MATERIAL FOR THE TASK:
==========

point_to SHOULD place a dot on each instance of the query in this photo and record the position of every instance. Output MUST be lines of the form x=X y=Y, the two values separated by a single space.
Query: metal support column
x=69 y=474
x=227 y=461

==========

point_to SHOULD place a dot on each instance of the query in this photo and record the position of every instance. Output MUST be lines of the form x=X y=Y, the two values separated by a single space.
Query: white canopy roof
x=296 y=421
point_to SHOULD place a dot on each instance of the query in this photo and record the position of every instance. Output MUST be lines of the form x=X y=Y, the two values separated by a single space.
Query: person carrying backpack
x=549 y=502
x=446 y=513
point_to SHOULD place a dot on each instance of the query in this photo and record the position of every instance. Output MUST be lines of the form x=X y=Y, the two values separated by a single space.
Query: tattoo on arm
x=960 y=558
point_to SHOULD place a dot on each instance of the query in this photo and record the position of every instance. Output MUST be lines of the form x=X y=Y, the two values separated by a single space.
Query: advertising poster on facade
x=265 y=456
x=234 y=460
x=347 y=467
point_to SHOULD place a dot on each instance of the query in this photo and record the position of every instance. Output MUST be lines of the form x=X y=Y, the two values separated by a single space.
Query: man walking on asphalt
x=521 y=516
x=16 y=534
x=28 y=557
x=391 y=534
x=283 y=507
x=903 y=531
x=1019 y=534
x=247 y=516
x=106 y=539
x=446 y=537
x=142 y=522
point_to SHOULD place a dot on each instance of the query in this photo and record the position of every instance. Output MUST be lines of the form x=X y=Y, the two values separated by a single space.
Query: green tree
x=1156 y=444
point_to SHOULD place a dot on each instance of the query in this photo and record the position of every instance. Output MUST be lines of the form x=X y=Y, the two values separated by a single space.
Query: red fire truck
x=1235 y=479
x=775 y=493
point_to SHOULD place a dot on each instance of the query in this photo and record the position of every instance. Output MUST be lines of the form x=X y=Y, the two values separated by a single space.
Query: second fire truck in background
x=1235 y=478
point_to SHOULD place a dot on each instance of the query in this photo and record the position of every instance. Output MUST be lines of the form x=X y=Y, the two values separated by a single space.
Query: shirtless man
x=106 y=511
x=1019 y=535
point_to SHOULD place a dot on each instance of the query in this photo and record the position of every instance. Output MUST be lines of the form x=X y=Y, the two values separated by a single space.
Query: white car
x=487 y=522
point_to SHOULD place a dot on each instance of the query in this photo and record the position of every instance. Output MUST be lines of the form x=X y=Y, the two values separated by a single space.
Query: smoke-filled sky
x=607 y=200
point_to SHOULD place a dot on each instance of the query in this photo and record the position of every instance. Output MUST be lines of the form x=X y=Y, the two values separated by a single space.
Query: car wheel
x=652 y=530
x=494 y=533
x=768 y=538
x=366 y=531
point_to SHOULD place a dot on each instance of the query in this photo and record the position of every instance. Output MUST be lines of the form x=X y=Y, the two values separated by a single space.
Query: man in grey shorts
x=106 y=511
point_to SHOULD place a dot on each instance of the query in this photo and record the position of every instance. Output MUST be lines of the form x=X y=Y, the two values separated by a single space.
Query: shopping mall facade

==========

WORK ORDER:
Would you please copy exactly the part of the entries above that begins at the line containing "Query: shirtless man" and ends at the line containing "Query: shopping mall facade", both lines included?

YOUR RESPONSE:
Query: shirtless man
x=106 y=511
x=1019 y=535
point_to SHOULD place a dot on each instance of the query in this photo and record the position of every instance. Output MUST be lines of the form x=X y=Y, the two values separated by a single space.
Query: white car
x=487 y=522
point_to SHOULD place a dot on each instance of the query in this photo and record the position of every instance. Output MUST be lines of the form x=X y=Y, the two values separated by a single space.
Query: smoke-filled sky
x=607 y=200
point_to SHOULD place a dot on each instance of the query in this photo and record the position of every instance. Output MUST be lines of the form x=X y=Y, the two values separated by a single space.
Query: car wheel
x=652 y=530
x=494 y=533
x=768 y=538
x=366 y=531
point_to SHOULD place a dot on each instance of the query in this photo and record the position of every instance. Output MUST be lines of the form x=X y=Y, the two values separated by a single space.
Query: man in grey shorts
x=106 y=511
point_to SHOULD place a dot on each instance of the query in this photo and record the position of every instance. Output MUST be lines of the form x=X y=Y, the two values separated by a single space.
Query: shopping mall facade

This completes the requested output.